- **課題一覧**:
(A) SARについての記事にある「地球上の多くが雲で覆われており、通常のカメラでは宇宙から地表面の様子を観測することはできません。」という文を英語に訳すこと。
(B) SARについての記事のうち、「一方で、SARセンサは技術的」から「ンドもつかむことができます。」までを、その語句も含めて一字一句そのまま打ち直すこと。

- **ページ**:
——————————
SAR(合成開口レーダ)のキホン~事例、分かること、センサ、衛星、波長~
盛り上がる宇宙スタートアップの中で、ひときわ注目を集めているのが”合成開口レーダ”、略してSAR(サー)と呼ばれる技術です。本記事では近年急速に注目を集めるようになったSARについて、その活用事例と今後の可能性についてご紹介します。
盛り上がる宇宙スタートアップの中で、ひときわ注目を集めているのが”合成開口レーダ(synthetic aperture radar)”、略してSAR(サー)と呼ばれる技術です。
地球上の多くが雲で覆われており、通常のカメラでは宇宙から地表面の様子を観測することはできません。そんなときにSARセンサは強みを発揮します。
一方で、SARセンサは技術的に小型化・低価格化が難しいため、つい最近まで衛星ビジネスで活用される機会がほとんどありませんでした。
本記事では近年急速に注目を集めるようになったSARについて、その活用事例と今後の可能性についてご紹介します。
SARの原理については「レーダーの基礎から学ぶSAR(合成開口レーダー)の原理と奇跡【SARデータ解析者への道】」でまとめていますのでこちらをご覧ください。
※本記事は2019年に公開し、2024年3月に関連記事を追記しました。
(1) SARの利用事例
まずはどんなところでSARの技術が使われているのか、利用事例を見ていきます。
(i) 石油タンク監視
SARセンサを使って世界中の石油タンクを監視、先物取引向けの情報を提供しているのが、Ursa Space Systemsという企業です。
石油タンクは中の油の酸化を防ぐため、天井の蓋がタンク内の石油の量と連動して上下します。SARセンサから各石油タンクの蓋の高さを観測することで、そのエリアにどの程度の石油が備蓄されているのかが推定ができるというわけです。
継続して観測することによって、今年は昨年と比べて増えているのか減っているのかというトレンドもつかむことができます。
こうした観測は、デジカメで撮った写真のような光学画像でも行われていますが、光学画像の場合、上空に雲がかかると撮影することができません。SARセンサは雲を透過して撮影を行うことができるため、天候に左右されず定期的に観測できるのが利点です。
(ii) 船舶監視
SARセンサのもう一つの特徴として、水上の人工物が見つけやすいという点が挙げられます。すなわち、海上の船舶が非常によく見えます。
現在、大型の船はAISと呼ばれる装置を使って自船の位置や速度を発信、報告する義務があります。しかし、一部の違法船は報告を行わずに操業しています。
SARセンサで把握できる船の位置情報と、AISで報告されている船の情報を比較することで、その場所にいるのに報告を行っていない船=違法船を見つけることができます。
——————————
- **提供情報**:
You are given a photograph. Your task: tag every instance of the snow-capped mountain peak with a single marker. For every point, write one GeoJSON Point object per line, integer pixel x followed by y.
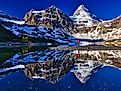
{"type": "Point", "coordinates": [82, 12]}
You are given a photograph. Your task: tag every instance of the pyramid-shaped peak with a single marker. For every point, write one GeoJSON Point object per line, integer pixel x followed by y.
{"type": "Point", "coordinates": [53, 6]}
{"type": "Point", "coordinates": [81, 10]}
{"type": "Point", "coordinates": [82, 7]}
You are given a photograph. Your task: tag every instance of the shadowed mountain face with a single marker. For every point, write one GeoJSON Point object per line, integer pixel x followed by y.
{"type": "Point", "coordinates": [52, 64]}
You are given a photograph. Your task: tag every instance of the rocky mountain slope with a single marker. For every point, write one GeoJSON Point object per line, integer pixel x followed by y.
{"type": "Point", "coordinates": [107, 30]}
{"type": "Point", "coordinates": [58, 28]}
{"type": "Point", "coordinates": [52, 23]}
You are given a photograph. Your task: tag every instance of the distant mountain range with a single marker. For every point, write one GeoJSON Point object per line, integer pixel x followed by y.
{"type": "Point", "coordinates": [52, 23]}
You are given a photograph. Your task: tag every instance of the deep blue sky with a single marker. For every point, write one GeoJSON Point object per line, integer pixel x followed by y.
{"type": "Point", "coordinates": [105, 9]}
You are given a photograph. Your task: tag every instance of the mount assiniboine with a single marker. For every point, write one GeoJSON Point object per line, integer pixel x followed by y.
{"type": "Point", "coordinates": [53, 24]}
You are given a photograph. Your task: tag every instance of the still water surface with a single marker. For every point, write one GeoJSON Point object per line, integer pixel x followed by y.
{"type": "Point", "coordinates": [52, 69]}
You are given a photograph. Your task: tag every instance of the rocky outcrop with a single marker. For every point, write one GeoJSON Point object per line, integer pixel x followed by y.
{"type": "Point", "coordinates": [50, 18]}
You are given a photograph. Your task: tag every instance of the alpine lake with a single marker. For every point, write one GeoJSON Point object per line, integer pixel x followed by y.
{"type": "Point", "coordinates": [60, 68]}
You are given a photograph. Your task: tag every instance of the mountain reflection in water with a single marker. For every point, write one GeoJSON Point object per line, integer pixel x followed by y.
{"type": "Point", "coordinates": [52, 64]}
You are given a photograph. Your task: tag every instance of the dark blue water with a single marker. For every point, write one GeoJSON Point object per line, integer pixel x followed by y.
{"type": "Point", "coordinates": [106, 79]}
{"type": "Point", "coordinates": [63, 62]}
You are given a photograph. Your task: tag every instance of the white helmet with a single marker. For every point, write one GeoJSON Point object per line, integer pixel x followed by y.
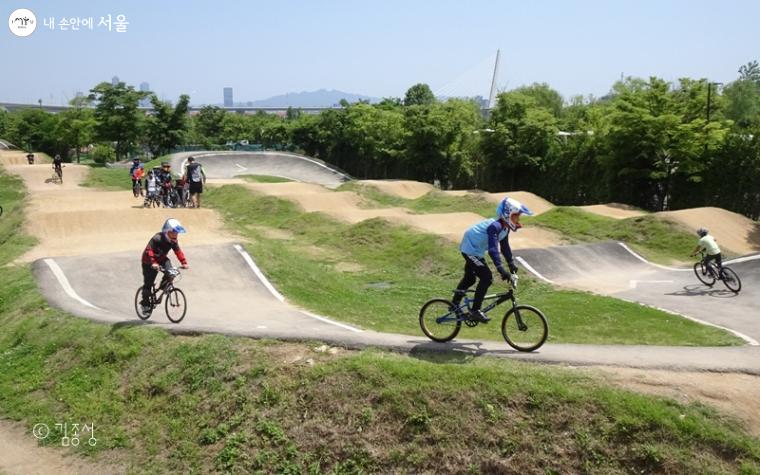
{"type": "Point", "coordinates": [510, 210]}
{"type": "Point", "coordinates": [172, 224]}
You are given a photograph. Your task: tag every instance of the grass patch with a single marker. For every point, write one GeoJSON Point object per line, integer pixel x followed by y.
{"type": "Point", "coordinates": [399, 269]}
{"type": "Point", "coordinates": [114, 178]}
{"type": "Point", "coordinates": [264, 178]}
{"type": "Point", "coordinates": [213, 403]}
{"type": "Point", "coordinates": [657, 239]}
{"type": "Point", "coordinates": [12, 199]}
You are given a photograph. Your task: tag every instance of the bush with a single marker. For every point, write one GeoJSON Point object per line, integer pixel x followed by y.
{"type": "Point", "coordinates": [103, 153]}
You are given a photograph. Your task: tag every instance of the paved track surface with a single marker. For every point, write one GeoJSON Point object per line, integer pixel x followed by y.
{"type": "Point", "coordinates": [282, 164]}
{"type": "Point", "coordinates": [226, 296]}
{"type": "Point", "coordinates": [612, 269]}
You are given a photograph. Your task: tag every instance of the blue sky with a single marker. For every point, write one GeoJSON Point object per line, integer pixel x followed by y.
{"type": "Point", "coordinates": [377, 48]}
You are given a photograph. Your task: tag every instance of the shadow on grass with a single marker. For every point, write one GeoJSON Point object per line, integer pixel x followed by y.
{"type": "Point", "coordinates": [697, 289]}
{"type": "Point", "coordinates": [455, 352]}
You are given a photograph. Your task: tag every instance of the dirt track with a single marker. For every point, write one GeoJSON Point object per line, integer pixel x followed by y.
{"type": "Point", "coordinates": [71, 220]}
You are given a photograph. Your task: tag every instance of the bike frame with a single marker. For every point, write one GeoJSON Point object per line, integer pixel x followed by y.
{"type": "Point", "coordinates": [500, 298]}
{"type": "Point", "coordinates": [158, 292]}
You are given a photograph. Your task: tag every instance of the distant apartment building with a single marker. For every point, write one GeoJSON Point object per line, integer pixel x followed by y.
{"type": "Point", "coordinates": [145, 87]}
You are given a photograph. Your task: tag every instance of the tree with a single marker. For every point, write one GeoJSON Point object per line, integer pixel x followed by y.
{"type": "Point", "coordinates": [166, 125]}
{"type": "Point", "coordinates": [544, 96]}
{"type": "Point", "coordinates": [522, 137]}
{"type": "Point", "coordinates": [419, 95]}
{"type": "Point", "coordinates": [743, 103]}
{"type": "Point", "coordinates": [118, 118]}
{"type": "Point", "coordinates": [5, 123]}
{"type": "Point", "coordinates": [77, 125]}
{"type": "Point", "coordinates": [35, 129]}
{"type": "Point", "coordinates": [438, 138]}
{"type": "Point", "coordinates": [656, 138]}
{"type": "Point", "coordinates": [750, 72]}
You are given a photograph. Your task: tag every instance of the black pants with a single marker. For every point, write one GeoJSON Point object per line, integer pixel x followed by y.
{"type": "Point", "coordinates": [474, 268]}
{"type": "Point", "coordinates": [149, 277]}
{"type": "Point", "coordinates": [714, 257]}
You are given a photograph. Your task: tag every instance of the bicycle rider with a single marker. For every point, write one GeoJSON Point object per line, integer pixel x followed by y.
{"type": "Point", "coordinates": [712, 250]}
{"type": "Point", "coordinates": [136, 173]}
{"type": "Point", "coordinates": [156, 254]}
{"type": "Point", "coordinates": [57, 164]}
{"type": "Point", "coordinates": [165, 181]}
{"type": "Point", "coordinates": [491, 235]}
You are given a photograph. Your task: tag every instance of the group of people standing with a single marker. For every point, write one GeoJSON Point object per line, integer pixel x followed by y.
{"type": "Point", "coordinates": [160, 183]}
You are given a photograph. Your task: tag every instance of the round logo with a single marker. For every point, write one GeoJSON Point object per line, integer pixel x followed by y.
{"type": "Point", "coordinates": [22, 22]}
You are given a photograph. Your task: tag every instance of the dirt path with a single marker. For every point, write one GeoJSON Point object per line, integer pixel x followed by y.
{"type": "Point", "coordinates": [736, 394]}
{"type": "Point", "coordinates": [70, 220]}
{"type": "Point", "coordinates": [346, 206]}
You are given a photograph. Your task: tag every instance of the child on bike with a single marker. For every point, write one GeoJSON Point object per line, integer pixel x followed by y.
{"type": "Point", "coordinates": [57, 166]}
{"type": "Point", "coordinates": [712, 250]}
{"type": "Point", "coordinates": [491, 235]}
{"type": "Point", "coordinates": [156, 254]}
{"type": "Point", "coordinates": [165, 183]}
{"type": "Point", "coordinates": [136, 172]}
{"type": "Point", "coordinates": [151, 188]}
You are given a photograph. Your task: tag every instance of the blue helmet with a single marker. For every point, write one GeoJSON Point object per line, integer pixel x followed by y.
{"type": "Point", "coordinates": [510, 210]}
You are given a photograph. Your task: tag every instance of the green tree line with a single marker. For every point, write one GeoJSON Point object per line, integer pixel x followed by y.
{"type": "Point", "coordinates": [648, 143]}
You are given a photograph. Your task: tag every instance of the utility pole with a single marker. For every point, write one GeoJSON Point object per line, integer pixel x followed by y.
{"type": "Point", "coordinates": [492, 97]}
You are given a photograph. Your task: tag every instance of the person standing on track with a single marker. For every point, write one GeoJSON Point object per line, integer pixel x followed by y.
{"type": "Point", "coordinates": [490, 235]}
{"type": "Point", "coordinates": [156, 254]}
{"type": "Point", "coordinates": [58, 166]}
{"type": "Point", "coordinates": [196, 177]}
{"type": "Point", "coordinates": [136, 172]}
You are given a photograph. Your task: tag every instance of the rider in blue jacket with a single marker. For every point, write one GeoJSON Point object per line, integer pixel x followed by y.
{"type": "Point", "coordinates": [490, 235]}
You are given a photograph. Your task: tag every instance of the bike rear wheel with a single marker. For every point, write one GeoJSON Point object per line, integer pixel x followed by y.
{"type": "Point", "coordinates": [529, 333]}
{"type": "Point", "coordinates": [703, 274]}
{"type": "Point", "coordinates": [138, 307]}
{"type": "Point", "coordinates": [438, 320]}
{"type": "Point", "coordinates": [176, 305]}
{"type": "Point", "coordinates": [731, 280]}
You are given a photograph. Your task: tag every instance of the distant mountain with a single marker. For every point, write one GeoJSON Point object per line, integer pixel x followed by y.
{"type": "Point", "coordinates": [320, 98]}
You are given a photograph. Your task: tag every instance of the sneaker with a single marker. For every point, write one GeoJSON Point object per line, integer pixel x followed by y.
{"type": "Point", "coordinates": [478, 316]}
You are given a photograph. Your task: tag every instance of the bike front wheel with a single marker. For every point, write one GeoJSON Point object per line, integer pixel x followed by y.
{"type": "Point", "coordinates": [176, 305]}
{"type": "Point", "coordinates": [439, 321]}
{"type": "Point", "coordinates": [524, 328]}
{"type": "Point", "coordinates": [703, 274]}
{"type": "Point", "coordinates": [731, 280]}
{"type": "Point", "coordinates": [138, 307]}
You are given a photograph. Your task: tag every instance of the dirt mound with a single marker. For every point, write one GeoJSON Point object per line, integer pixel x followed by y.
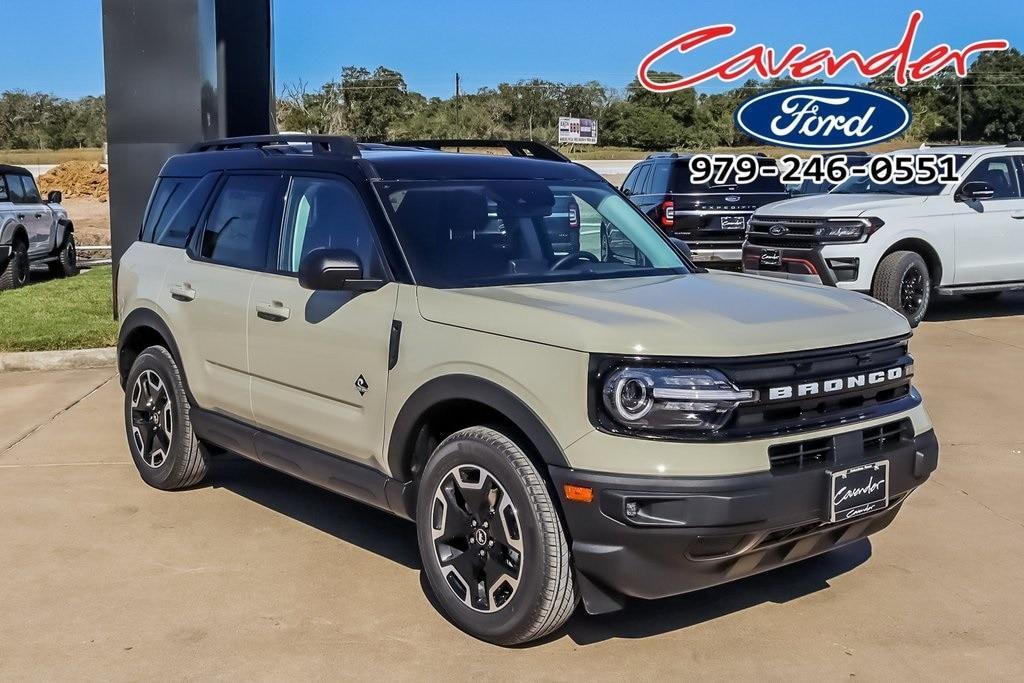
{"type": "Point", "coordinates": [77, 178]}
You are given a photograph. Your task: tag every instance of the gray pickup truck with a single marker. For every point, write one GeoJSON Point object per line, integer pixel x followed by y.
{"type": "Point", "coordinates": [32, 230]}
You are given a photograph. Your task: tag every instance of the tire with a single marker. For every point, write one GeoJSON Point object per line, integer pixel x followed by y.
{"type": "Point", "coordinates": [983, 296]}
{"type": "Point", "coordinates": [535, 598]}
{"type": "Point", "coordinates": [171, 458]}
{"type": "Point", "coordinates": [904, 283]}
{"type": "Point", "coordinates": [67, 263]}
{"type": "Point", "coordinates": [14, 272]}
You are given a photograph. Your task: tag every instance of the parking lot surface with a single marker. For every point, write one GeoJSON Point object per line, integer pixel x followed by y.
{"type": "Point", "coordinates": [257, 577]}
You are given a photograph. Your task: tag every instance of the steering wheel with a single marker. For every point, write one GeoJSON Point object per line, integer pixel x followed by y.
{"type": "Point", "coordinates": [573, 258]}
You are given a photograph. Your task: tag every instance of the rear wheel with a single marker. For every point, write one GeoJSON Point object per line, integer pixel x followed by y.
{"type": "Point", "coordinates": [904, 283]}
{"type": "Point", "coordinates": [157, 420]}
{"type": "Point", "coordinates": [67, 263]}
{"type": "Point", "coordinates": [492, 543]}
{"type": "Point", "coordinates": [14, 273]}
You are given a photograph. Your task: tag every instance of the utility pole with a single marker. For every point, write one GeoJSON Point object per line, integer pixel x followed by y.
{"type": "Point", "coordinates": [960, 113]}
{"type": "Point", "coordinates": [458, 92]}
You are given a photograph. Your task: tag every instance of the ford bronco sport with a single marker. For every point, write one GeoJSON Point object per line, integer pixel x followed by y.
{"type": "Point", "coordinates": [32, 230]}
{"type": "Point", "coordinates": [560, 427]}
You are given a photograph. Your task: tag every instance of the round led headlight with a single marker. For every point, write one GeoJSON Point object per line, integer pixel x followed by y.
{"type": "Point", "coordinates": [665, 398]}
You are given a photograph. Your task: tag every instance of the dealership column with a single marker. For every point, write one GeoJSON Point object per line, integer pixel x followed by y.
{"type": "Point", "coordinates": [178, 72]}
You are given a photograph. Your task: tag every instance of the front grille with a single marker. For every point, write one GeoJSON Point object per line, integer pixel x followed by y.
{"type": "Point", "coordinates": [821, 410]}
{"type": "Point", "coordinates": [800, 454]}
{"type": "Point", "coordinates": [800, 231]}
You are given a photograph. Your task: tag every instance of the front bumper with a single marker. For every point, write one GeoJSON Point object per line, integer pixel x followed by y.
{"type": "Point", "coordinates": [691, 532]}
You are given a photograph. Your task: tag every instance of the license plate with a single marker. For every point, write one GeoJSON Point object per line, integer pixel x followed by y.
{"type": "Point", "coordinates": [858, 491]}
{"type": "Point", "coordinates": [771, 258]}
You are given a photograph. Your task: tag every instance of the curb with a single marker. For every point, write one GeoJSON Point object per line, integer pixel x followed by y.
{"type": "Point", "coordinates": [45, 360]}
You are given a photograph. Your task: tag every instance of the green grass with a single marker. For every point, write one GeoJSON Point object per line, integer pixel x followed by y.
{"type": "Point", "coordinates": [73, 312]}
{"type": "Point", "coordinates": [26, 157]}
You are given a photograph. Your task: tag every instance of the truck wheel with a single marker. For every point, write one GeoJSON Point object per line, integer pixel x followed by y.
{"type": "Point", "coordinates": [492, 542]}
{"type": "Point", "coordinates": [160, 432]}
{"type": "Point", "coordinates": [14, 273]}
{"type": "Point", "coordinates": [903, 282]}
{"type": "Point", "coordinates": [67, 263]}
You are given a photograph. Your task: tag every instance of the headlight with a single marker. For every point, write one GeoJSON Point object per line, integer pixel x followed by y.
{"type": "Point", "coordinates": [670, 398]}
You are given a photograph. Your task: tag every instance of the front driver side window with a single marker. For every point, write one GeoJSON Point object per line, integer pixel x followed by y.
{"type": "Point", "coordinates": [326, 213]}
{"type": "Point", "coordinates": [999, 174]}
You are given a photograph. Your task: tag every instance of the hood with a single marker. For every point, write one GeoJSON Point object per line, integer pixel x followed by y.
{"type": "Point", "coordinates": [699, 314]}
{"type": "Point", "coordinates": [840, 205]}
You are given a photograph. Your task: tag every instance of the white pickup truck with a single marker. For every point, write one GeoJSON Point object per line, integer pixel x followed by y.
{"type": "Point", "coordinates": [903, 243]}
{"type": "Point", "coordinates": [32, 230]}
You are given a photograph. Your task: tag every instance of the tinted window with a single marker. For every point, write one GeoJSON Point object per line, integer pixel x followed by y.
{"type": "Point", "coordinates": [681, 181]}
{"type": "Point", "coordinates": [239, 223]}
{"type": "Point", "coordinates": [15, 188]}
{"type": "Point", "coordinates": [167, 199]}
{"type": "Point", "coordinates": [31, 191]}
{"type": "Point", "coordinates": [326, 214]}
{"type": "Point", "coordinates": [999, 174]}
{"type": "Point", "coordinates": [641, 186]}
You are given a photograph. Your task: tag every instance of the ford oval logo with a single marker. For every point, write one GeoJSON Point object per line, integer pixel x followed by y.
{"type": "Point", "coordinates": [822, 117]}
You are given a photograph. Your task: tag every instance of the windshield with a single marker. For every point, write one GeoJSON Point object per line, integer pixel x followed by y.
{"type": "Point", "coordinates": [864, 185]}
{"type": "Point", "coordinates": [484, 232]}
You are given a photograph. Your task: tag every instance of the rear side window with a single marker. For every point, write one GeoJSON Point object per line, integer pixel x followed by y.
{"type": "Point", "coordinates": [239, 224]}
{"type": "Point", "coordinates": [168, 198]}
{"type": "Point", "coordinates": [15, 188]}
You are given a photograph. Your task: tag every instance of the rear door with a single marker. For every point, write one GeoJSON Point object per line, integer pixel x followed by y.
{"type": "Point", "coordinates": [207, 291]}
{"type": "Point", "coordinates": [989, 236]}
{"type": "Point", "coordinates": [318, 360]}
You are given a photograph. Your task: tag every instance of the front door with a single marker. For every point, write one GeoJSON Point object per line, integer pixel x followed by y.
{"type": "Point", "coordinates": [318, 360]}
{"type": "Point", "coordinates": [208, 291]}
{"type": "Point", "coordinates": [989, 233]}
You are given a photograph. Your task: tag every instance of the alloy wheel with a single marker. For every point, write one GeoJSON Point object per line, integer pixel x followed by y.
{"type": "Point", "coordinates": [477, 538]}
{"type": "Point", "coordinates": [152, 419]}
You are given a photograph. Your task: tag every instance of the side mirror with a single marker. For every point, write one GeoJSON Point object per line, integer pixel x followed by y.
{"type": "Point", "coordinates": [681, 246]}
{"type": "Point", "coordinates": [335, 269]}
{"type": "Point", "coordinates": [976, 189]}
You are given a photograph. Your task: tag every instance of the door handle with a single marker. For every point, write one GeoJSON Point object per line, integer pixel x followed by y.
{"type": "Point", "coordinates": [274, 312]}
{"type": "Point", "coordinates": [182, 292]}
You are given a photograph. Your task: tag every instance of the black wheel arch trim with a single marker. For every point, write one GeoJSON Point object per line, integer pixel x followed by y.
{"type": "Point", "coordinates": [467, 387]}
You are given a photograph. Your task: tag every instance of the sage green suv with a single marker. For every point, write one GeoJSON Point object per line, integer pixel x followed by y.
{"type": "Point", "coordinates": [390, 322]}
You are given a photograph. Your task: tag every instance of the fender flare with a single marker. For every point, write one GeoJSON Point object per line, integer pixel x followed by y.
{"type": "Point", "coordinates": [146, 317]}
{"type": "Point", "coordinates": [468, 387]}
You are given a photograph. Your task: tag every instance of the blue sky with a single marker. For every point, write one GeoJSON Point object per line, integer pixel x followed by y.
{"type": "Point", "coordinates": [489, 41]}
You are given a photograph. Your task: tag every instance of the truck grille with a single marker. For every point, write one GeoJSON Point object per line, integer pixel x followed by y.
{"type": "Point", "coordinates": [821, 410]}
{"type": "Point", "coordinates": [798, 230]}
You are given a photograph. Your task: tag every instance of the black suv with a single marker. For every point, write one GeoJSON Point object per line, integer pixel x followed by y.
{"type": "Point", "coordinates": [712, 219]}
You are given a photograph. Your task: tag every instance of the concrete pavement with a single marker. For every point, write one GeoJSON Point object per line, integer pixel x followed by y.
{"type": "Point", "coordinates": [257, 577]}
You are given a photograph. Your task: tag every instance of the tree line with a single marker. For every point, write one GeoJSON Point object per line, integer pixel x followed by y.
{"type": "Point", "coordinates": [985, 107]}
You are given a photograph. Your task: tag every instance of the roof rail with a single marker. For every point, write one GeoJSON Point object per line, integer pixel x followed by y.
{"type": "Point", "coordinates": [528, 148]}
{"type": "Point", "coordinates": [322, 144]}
——————————
- **解答**:
(A) Much of the Earth is covered by clouds, so ordinary cameras cannot observe the state of the Earth's surface from space.

(B)
一方で、SARセンサは技術的に小型化・低価格化が難しいため、つい最近まで衛星ビジネスで活用される機会がほとんどありませんでした。
本記事では近年急速に注目を集めるようになったSARについて、その活用事例と今後の可能性についてご紹介します。
SARの原理については「レーダーの基礎から学ぶSAR(合成開口レーダー)の原理と奇跡【SARデータ解析者への道】」でまとめていますのでこちらをご覧ください。
※本記事は2019年に公開し、2024年3月に関連記事を追記しました。
(1) SARの利用事例
まずはどんなところでSARの技術が使われているのか、利用事例を見ていきます。
(i) 石油タンク監視
SARセンサを使って世界中の石油タンクを監視、先物取引向けの情報を提供しているのが、Ursa Space Systemsという企業です。
石油タンクは中の油の酸化を防ぐため、天井の蓋がタンク内の石油の量と連動して上下します。SARセンサから各石油タンクの蓋の高さを観測することで、そのエリアにどの程度の石油が備蓄されているのかが推定ができるというわけです。
継続して観測することによって、今年は昨年と比べて増えているのか減っているのかというトレンドもつかむことができます。